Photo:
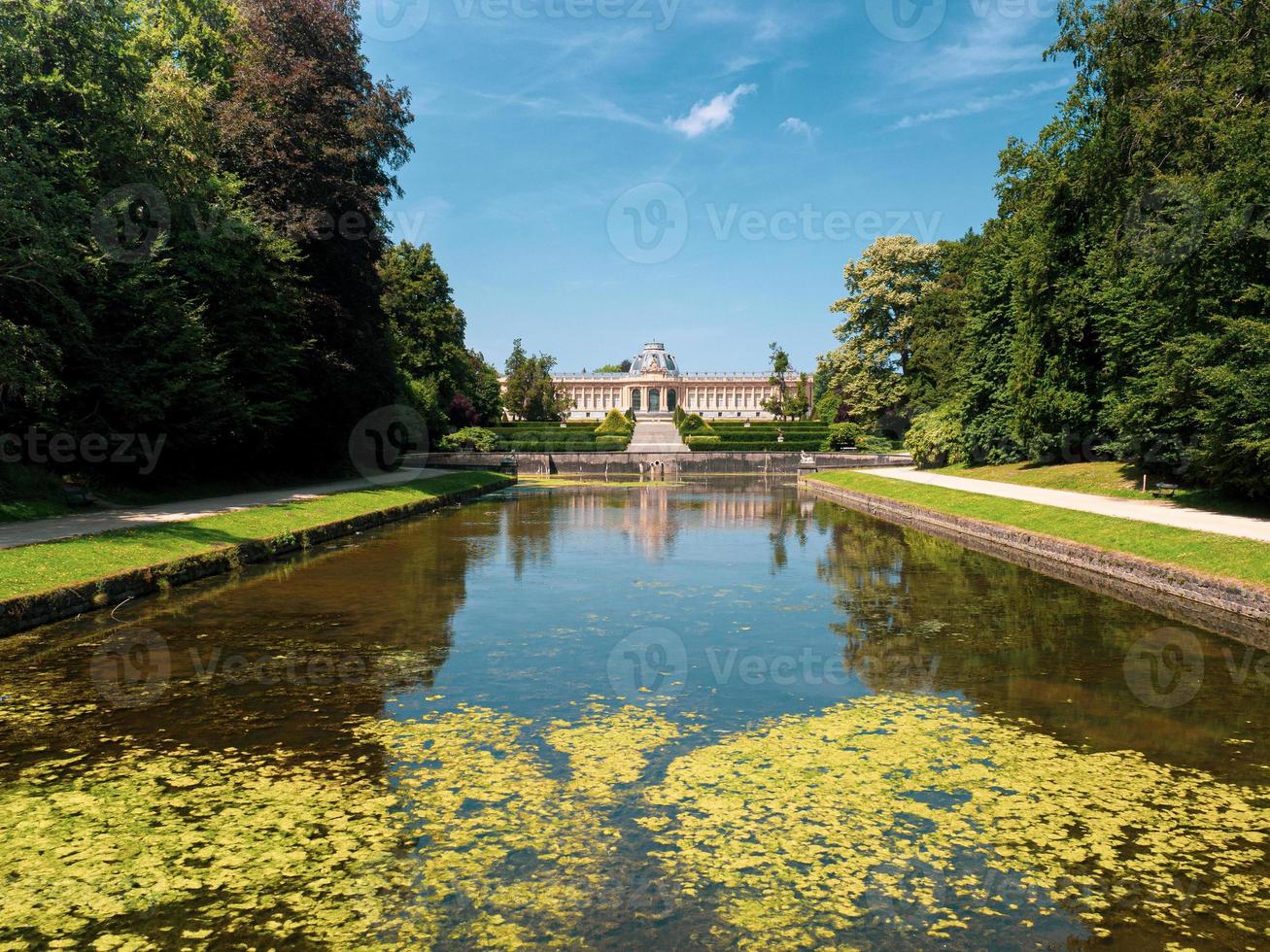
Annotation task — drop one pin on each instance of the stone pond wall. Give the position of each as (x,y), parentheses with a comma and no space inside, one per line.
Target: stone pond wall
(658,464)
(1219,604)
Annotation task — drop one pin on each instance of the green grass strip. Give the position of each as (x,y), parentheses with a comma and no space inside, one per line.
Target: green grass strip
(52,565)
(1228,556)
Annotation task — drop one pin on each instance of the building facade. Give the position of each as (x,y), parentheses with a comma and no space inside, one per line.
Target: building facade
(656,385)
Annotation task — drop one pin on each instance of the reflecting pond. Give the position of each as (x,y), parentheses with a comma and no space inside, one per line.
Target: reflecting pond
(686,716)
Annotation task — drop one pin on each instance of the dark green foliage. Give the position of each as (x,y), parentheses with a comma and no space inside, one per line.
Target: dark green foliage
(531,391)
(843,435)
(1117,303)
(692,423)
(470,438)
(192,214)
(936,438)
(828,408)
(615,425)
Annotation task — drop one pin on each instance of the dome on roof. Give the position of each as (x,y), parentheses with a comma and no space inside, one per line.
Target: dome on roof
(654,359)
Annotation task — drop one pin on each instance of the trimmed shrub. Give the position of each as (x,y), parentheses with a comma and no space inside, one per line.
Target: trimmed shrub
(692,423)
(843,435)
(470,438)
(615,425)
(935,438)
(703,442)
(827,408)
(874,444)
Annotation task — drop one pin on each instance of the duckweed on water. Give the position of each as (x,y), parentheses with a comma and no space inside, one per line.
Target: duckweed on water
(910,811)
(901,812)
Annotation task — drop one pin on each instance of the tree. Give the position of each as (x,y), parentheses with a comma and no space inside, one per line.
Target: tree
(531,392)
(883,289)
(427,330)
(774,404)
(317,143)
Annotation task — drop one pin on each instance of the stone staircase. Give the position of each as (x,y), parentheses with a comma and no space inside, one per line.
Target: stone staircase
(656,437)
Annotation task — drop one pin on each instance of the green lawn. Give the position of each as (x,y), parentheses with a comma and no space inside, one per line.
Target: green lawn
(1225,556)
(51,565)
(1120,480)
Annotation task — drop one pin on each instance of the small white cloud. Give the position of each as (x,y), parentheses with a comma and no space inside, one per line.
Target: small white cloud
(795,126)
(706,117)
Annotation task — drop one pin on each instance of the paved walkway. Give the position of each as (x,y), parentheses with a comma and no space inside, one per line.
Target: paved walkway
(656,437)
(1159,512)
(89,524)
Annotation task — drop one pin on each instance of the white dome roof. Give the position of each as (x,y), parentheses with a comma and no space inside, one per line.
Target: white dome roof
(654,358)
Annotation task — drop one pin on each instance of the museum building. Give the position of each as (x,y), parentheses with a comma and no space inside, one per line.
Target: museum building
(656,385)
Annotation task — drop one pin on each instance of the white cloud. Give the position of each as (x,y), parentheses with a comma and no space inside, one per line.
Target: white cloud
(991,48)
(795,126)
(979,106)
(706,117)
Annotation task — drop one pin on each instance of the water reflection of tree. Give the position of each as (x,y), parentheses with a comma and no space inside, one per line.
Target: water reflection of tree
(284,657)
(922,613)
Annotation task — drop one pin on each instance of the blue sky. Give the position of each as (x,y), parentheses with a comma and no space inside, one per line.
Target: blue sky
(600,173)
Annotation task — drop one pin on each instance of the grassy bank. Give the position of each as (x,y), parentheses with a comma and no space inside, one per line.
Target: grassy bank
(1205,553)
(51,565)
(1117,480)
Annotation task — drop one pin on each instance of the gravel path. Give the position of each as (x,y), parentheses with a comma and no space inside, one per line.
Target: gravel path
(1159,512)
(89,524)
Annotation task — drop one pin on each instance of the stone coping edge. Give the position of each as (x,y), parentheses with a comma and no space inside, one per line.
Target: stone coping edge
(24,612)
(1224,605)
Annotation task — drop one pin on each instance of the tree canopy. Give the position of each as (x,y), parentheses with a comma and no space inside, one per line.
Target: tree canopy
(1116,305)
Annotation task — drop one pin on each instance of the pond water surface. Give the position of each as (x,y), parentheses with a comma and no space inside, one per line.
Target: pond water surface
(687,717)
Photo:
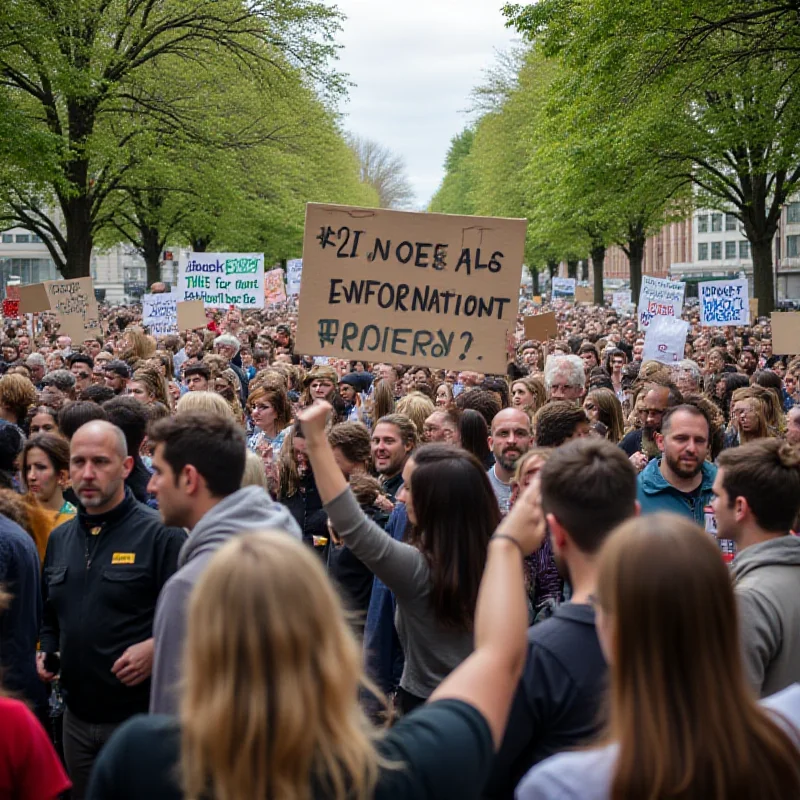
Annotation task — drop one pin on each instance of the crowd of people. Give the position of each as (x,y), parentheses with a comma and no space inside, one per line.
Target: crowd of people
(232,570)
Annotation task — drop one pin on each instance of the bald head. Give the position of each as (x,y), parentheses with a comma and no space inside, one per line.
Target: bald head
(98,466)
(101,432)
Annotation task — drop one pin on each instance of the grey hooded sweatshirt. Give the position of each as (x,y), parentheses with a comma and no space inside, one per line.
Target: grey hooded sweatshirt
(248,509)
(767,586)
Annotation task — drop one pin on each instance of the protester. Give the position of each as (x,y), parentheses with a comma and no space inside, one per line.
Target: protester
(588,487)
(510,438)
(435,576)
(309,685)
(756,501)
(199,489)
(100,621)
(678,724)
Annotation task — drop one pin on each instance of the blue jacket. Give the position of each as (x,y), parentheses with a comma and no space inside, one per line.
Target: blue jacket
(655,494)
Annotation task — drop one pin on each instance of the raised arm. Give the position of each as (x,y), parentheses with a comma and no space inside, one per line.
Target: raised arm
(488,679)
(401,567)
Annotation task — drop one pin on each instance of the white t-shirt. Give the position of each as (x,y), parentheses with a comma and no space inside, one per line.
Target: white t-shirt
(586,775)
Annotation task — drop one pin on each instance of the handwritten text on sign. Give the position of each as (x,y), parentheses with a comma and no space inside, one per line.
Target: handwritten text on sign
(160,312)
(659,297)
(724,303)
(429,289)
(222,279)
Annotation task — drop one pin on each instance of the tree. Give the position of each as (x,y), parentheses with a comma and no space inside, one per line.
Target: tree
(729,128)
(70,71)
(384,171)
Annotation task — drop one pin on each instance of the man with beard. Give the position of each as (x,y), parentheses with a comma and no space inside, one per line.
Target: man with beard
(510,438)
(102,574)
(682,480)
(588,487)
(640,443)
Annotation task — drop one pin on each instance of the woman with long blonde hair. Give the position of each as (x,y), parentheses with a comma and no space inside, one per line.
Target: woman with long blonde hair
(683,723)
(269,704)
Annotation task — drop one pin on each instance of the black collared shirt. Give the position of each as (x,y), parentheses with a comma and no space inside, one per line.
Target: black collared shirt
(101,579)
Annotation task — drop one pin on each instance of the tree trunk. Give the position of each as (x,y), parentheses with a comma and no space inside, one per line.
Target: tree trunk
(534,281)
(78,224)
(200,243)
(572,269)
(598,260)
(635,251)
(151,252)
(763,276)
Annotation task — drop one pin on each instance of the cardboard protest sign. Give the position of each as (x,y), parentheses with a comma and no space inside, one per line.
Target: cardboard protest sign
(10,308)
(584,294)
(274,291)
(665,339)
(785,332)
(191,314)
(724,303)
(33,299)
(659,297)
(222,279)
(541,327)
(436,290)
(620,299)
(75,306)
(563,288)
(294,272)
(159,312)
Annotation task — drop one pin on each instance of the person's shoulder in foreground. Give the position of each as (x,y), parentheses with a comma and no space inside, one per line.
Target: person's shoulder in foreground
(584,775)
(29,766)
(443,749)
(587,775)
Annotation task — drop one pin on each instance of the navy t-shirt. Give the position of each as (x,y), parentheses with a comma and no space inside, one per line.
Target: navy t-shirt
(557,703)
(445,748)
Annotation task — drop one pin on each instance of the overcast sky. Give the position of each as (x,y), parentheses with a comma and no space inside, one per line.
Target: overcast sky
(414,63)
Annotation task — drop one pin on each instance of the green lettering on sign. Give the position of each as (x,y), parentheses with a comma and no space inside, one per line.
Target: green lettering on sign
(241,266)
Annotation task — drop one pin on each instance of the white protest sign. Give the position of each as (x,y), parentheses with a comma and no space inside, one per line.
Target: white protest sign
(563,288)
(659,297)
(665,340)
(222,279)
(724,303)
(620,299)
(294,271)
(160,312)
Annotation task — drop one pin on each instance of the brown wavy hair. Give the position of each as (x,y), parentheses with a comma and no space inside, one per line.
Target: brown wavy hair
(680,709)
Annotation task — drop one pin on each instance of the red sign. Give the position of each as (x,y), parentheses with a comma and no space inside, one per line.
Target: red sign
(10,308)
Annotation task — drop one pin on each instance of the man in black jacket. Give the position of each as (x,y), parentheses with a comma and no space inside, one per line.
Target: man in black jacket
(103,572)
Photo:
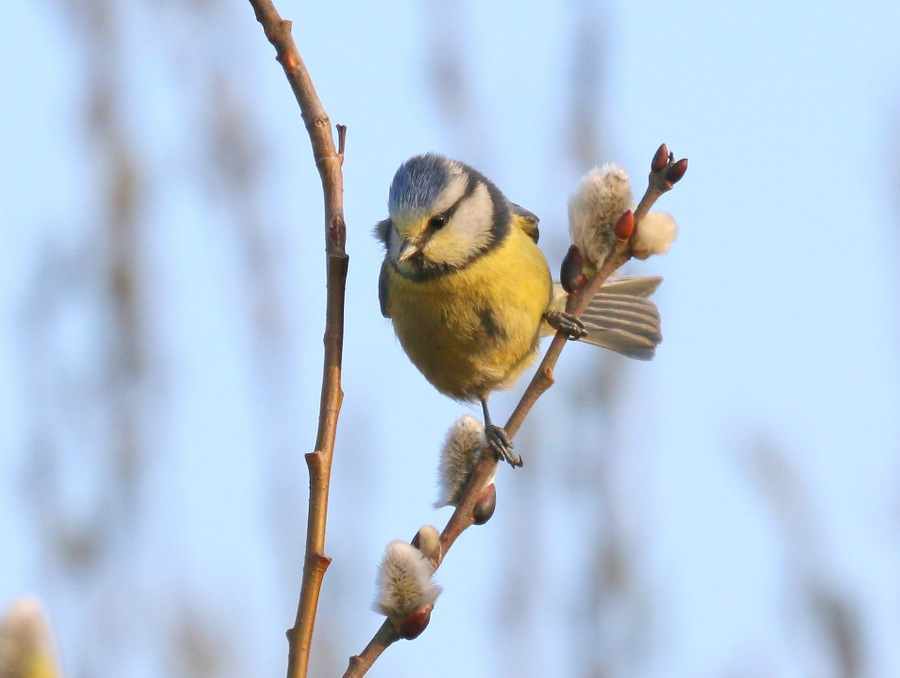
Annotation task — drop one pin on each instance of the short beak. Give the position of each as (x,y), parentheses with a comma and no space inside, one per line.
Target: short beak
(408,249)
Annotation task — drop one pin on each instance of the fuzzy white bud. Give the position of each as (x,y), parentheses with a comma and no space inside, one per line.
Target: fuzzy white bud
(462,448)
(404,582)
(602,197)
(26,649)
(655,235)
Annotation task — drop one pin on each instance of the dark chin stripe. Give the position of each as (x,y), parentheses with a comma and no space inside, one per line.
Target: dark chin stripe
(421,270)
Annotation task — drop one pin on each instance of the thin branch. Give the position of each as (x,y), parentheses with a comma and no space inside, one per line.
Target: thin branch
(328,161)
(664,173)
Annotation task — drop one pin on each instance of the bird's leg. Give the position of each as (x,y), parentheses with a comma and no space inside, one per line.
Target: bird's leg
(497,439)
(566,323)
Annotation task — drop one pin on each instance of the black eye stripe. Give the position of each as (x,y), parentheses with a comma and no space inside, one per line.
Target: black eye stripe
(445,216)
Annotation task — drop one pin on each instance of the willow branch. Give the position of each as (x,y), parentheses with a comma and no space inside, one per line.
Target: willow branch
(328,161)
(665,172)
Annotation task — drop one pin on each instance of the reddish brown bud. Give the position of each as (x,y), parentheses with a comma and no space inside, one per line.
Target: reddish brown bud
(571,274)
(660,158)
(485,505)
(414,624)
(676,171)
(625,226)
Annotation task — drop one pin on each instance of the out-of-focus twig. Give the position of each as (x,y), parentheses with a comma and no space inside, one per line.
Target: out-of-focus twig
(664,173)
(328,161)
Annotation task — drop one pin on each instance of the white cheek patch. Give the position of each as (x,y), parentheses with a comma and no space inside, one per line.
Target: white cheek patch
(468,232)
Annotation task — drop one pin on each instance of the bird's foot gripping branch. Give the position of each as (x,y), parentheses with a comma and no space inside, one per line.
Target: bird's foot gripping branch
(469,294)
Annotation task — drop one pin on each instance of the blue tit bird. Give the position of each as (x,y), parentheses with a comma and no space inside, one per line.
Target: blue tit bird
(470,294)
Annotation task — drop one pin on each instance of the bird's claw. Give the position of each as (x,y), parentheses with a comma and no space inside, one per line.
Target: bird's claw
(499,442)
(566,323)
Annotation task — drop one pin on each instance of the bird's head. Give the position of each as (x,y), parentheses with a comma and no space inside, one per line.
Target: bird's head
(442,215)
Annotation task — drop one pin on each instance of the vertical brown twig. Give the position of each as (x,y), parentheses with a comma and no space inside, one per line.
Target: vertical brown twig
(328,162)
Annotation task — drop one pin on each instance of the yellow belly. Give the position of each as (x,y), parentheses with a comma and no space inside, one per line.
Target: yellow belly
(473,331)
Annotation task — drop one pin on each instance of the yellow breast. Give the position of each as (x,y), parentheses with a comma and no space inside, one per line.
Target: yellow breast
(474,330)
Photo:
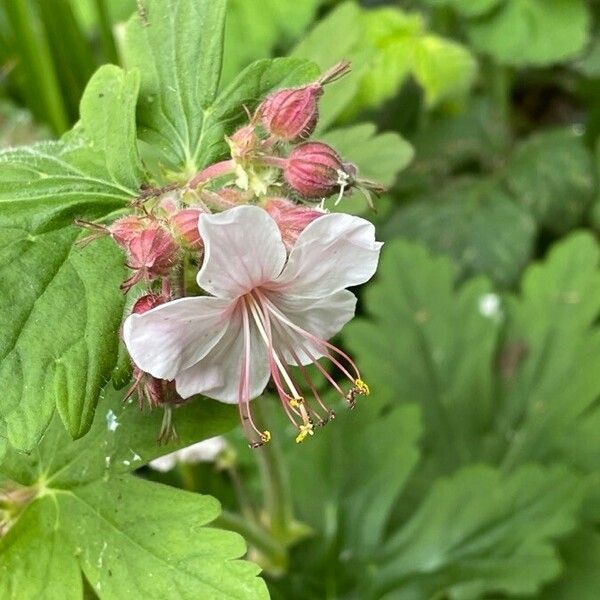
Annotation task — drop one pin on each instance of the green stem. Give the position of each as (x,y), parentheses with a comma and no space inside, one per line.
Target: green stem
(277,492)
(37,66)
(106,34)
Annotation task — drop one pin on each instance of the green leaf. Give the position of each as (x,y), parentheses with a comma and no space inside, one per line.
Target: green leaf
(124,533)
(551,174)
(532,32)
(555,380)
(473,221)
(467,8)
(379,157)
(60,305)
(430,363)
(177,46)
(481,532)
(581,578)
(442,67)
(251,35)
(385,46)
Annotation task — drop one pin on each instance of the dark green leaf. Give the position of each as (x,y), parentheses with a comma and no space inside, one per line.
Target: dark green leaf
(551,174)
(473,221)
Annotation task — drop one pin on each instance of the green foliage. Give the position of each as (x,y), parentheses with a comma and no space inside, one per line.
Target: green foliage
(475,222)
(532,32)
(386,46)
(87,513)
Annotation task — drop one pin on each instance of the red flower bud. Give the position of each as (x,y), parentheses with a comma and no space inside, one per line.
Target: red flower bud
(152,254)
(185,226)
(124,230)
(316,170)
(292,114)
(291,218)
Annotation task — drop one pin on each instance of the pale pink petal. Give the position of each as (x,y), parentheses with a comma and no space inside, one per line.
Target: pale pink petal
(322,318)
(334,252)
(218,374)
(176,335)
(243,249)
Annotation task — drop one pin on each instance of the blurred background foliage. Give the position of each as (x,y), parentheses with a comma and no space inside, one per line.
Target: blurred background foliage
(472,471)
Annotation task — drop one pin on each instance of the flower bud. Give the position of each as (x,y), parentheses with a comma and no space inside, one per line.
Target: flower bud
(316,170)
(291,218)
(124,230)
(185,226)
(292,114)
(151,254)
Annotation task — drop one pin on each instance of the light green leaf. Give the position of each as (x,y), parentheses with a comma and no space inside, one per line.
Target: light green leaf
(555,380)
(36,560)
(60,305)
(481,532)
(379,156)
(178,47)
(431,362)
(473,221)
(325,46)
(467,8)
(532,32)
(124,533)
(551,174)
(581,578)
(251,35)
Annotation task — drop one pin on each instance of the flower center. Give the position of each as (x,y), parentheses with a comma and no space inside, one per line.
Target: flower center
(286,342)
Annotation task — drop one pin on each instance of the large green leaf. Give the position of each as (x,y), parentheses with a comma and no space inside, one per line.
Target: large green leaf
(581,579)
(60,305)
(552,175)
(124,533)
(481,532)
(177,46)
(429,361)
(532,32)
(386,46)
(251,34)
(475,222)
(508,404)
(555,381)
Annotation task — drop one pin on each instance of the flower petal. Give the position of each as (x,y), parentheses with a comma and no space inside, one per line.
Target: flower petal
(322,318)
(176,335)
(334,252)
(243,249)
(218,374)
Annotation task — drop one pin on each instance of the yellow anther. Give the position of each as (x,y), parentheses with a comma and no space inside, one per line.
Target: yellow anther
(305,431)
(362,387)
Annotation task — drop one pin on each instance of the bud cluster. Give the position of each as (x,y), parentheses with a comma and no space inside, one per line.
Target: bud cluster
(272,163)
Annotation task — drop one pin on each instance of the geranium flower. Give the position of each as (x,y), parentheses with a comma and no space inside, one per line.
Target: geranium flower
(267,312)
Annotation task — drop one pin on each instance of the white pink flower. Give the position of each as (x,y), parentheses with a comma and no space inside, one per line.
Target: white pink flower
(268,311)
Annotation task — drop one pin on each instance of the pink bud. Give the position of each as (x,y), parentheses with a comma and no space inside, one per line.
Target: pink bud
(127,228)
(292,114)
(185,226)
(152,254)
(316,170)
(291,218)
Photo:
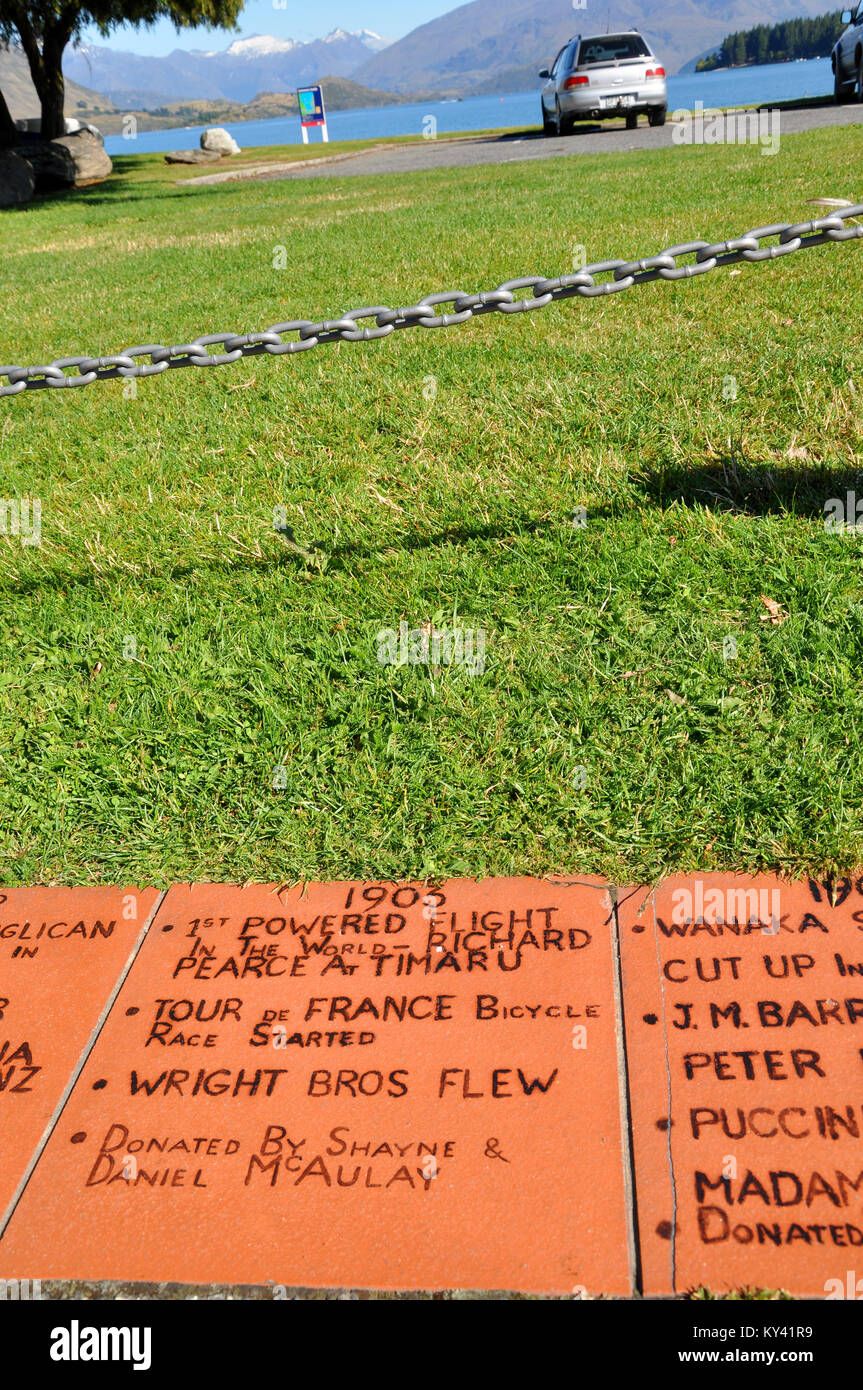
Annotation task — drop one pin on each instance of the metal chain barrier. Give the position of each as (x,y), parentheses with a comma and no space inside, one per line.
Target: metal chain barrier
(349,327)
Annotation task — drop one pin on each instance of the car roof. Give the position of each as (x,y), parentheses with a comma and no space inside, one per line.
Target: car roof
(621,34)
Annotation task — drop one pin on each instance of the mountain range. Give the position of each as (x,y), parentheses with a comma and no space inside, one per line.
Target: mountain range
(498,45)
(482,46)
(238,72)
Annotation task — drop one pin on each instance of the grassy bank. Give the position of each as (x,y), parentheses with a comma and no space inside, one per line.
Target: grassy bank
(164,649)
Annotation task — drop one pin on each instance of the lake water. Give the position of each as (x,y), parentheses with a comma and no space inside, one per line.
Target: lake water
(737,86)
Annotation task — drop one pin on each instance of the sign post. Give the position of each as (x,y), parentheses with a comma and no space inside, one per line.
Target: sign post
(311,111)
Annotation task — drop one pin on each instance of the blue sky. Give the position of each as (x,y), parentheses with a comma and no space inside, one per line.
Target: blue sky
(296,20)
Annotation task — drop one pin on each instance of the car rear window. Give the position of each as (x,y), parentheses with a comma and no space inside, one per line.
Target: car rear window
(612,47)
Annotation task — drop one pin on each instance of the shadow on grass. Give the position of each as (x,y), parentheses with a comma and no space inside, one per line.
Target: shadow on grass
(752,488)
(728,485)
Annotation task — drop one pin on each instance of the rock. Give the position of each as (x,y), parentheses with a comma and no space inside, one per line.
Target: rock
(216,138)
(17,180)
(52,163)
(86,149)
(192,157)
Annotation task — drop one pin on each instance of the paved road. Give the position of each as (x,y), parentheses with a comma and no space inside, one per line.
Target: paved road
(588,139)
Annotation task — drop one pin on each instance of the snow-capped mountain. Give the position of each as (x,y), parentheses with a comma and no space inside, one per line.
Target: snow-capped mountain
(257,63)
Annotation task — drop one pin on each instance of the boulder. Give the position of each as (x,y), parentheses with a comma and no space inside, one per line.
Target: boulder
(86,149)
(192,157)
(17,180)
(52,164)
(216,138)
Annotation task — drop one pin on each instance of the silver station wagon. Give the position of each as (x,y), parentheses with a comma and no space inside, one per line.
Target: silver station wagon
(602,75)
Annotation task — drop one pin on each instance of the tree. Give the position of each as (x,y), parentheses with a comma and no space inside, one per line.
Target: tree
# # #
- **EXERCISE AIM**:
Restate word for word only the lines above from the line containing "Target: dark green foliage" to the line containing "of the duckweed", both of them included.

- **TASK SOLUTION**:
Target: dark green foliage
(531,391)
(843,435)
(1117,303)
(692,423)
(470,438)
(192,214)
(936,438)
(828,408)
(615,425)
Annotation task — drop one pin on each instance of the dome on roof. Give the position of each as (x,y), parentheses with a comma and no space inside, one per line.
Target: dome on roof
(654,359)
Annotation task — drop one pin on each instance of the trimmed shrub. Give the position of each as (x,y), parentheses with a comma and no space inside, one per line.
Target: trimmed shrub
(692,423)
(843,435)
(470,438)
(615,425)
(935,438)
(703,442)
(827,408)
(874,444)
Annotation task — drop one pin on each instance of the duckweed on water. Give the position of each as (x,y), parentheses with a comma and no space inside, one per line.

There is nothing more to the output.